=== Text passage ===

We considered birth weight, gestational age, maternal smoking and familial socioeconomic position (maternal age at birth, family social class, maternal and paternal education, parity) as potential confounders, as they may influence infant feeding patterns and are associated with later BP (Lawlor and Davey Smith, 2005). We considered potassium intake, which has been shown to reduce BP (Whelton et al., 1997), to be a potential confounder and analysed energy-adjusted sodium intake rather than absolute sodium intake (Willett and Stampfer, 1998). We also considered breastfeeding to be a potential confounding factor, as this will influence infant sodium intake and is related to BP in ALSPAC (Martin et al., 2004). We also included sodium intake at 7 years as a possible mediator of the association between infant sodium intake and later BP.
At initial enrolment with ALSPAC, mothers provided their date of birth, which was used to calculate maternal age at childbirth. Infant gestational age was estimated using date of delivery, mother's last menstrual period and in some cases early ultrasounds. Infant sex and birth weight were obtained from obstetric records and/or birth notifications. Information on number of previous pregnancies (live or stillborn) was gathered from a questionnaire at 18-weeks gestation. In a questionnaire at 32 weeks, mothers recorded their own and their partner's highest education level, which was collapsed into none/CSE (Certificate of Secondary education; national school exams at 16 years), vocational, O level (national school exams at 16 years, higher than CSE), A level (national school exams at 18 years) or degree. Mothers also recorded their occupation and their partner's occupation, which were used to allocate them to the Office and Population Censuses and Surveys social categories (OPCS, 1991) (I, II, III non-manual, III manual, IV and V, where I is the highest (professional) category and V (unskilled manual worker) is the lowest. A single variable (head of household social class) was derived from the highest social class of both partners. Breastfeeding information was collected from questionnaires sent to mothers at 6 months from which categories of exclusive, partial or never breastfed by the third month were derived. Responses for tobacco and cigarette use in the 18- and 32-week questionnaire provided information on smoking in the first and third trimesters. These were combined to create a variable for any smoking during pregnancy.

===

◆ Exercise instructions:
1) In the methods passage, at what point in pregnancy did mothers record their own and their partner's highest education level?
2) List every category into which the methods passage says the highest education level was collapsed.

=== Provided records ===

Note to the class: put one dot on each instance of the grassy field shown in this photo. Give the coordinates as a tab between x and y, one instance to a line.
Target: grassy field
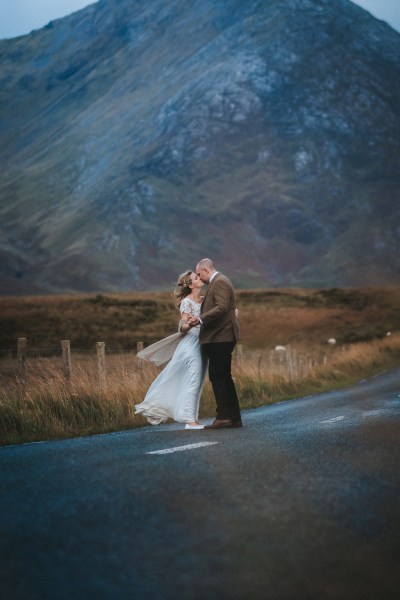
42	405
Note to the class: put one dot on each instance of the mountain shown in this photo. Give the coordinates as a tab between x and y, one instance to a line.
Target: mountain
138	137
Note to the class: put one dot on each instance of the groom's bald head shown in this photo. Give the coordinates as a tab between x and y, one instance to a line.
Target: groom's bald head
204	269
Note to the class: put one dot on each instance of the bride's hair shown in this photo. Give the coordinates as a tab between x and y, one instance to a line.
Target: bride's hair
183	288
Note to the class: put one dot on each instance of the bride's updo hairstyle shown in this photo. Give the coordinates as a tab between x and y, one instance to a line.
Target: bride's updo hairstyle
183	288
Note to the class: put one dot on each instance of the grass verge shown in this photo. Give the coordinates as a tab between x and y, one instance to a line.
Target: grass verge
41	406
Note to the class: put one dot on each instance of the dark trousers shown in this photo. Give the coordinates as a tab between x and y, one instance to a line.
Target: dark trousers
219	355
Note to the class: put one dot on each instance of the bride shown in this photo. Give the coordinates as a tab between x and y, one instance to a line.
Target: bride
176	392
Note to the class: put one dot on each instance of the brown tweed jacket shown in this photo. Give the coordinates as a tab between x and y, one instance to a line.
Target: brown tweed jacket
218	312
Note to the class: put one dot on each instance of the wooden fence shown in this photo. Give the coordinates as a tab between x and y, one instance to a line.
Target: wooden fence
282	360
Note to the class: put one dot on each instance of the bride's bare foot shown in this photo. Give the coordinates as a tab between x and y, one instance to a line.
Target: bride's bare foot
194	425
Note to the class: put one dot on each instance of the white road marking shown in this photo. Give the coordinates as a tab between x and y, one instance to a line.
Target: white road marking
182	448
333	420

===

◆ Activity answers:
1) In a questionnaire at 32 weeks.

2) None/CSE, vocational, O level, A level, degree